Print the part of the driver distraction passage starting with "And yes – from" and going on through "fight the fatigue.", word for word.

■ GIVEN TEXT:
————

The multi-unit CD player, the radio, the iPod interface, the Bluetooth connection, and hopefully not, the smartphone without Bluetooth, are just a few of the devices that come with most vehicles. Then there is the ever-present travel mug, and the fast food lunch that needs to be consumed on the go because time is so short. Each of these in their turn diverts our attention and distracts us from the principal duty we have when driving – paying attention to the road.

And yes – from time to time, I’m among the guilty.

In mid-2011, the Motor Carrier Safety Task Force of the Canadian Council of Motor Transport Administrators (CCMTA) released a study entitled Addressing Human Factors in the Motor Carrier Industry and the report makes an interesting read.

The report addresses a number of factors. I won’t try to list them all, but a principal concern is what the study calls ‘recognition errors.’ These mainly relate to inattention caused either by fatigue or distraction. Mitigation of these recognition errors is a key component in reducing collisions or accidents, according to the study. It states that although drivers recognize when they are overtired, there is still a tendency to continue driving, to fight the fatigue.

So knowledge of fatigue factors alone is not enough. We also need strategies that drivers can use that will positively influence the decision on whether to continue driving or stop for a rest. The CCMTA report dealt specifically with commercial drivers, but much of it could, in my view, apply equally to the automobile driver (like the dad driving 24 hours straight to get the family to Florida for a winter vacation).

————

■ SOURCE INFORMATION:
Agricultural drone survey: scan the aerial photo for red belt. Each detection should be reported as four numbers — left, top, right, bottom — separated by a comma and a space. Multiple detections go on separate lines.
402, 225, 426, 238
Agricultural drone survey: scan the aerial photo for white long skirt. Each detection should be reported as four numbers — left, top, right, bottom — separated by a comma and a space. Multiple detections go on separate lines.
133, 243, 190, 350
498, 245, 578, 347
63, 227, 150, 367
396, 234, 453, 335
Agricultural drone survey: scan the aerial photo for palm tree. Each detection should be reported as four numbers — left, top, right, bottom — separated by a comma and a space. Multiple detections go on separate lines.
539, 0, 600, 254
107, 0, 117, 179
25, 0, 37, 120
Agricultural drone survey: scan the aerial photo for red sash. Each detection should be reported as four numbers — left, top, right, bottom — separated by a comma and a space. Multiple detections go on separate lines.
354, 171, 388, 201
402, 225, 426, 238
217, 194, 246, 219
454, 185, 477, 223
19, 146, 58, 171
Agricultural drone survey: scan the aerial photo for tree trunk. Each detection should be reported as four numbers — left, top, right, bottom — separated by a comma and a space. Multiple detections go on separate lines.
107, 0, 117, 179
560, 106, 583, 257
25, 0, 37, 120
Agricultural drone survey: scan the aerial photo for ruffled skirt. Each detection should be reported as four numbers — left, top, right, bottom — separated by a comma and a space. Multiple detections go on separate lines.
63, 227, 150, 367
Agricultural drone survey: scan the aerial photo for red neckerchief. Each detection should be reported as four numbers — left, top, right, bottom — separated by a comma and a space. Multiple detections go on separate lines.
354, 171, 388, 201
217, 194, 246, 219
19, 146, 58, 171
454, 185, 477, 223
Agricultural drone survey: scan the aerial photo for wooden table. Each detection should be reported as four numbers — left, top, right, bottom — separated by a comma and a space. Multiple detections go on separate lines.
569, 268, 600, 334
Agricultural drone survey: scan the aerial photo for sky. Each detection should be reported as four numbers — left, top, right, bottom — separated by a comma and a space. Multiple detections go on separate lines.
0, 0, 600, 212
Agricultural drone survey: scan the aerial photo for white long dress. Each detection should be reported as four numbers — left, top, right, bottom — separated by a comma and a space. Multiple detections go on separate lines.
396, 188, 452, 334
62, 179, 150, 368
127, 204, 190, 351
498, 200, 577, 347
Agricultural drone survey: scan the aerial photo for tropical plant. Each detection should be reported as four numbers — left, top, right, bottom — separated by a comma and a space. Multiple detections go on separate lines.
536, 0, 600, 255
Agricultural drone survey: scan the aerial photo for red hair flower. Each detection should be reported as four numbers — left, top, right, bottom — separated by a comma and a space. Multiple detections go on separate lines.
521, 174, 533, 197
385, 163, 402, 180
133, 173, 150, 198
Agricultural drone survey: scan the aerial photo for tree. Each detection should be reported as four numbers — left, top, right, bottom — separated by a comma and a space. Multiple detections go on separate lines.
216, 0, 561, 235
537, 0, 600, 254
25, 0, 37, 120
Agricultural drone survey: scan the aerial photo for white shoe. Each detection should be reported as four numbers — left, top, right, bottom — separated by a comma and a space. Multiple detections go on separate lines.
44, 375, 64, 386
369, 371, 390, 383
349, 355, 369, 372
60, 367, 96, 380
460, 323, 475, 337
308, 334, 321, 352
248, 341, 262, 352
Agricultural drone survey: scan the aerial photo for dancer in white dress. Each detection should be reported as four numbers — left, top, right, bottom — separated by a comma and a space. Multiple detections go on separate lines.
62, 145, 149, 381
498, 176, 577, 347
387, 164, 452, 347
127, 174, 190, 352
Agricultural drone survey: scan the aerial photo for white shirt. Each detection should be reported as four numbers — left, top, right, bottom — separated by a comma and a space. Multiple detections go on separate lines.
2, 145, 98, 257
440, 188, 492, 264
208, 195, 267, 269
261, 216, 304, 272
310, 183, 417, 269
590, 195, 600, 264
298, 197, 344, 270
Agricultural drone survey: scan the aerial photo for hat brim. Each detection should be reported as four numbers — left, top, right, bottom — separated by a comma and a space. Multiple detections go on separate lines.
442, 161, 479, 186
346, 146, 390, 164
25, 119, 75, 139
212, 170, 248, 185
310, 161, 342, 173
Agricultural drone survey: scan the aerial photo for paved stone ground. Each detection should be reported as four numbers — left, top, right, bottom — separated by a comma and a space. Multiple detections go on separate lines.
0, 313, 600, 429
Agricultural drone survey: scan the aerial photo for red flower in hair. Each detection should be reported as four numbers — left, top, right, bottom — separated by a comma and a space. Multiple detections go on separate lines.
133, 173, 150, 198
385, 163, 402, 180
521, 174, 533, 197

————

■ RESPONSE:
And yes – from time to time, I’m among the guilty.

In mid-2011, the Motor Carrier Safety Task Force of the Canadian Council of Motor Transport Administrators (CCMTA) released a study entitled Addressing Human Factors in the Motor Carrier Industry and the report makes an interesting read.

The report addresses a number of factors. I won’t try to list them all, but a principal concern is what the study calls ‘recognition errors.’ These mainly relate to inattention caused either by fatigue or distraction. Mitigation of these recognition errors is a key component in reducing collisions or accidents, according to the study. It states that although drivers recognize when they are overtired, there is still a tendency to continue driving, to fight the fatigue.